● **Directions for this task**
Please count the lines in the records below that contain the string "floor", treating uppercase and lowercase as different. Give only the number.

● **Listing**
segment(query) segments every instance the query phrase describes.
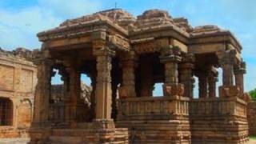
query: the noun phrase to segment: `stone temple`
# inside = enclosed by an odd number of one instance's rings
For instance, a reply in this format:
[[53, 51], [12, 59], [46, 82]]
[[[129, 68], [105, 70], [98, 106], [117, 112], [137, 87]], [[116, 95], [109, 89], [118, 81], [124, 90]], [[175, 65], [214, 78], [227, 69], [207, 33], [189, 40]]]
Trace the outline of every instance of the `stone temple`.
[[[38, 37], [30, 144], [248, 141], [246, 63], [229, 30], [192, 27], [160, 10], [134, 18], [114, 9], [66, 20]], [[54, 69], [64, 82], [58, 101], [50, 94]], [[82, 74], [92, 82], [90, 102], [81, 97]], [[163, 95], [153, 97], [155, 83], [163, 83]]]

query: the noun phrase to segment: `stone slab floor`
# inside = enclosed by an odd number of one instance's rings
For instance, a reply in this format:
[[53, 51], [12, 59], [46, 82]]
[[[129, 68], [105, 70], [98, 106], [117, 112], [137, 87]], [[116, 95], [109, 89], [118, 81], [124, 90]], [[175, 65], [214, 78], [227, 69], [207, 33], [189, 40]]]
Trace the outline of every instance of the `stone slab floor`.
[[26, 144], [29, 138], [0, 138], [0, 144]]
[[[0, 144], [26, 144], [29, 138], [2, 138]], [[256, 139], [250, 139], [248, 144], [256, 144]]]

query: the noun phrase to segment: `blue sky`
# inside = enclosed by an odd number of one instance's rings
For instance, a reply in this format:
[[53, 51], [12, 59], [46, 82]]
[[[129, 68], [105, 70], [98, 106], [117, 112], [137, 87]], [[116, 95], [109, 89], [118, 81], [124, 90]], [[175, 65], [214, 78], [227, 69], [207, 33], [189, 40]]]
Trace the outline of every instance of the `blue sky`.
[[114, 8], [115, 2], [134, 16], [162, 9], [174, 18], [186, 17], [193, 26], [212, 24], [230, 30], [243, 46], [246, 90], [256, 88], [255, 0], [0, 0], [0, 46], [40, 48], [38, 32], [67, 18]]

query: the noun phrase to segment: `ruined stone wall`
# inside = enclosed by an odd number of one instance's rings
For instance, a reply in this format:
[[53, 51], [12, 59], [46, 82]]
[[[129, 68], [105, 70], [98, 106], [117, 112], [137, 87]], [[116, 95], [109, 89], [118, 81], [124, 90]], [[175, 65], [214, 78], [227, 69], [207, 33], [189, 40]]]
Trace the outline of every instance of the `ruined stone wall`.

...

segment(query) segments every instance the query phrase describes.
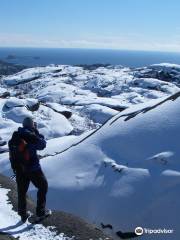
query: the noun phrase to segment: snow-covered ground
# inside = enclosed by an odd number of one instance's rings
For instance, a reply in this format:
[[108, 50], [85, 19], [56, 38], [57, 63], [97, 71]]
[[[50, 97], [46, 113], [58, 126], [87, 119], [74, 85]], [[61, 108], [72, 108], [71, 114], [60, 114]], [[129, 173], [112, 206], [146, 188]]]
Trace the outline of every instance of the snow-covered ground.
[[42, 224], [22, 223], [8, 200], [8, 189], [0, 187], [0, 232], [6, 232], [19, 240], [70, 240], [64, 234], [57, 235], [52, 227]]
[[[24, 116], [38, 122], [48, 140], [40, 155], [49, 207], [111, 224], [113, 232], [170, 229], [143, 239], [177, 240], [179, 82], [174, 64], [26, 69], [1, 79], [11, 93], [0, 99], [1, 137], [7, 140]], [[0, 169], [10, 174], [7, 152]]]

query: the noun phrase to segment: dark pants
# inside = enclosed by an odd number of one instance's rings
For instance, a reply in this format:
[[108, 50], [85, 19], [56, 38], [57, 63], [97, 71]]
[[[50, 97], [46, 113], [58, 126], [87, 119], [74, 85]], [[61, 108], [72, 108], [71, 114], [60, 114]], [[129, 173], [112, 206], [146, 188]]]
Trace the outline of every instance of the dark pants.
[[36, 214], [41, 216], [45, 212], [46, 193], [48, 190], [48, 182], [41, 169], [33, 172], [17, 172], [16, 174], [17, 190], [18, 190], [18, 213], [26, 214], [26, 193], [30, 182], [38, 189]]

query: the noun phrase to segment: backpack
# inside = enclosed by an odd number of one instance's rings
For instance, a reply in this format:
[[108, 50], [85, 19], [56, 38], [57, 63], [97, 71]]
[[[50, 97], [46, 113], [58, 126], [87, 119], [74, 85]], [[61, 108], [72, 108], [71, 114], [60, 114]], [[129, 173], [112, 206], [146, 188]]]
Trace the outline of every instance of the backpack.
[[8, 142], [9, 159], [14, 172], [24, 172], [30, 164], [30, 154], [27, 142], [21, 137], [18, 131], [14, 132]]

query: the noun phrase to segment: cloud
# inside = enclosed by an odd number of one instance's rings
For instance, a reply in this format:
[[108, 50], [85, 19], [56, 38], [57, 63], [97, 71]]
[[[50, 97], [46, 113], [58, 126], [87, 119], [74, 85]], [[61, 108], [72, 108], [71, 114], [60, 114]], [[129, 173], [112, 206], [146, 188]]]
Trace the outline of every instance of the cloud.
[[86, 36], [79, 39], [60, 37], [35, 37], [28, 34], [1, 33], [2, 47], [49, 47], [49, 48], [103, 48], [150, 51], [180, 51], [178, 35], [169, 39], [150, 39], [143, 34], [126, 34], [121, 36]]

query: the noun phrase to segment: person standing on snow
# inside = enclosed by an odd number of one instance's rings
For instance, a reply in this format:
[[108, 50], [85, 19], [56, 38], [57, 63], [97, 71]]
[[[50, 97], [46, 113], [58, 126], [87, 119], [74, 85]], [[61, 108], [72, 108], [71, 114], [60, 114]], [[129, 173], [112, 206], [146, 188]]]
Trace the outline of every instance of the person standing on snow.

● **Answer**
2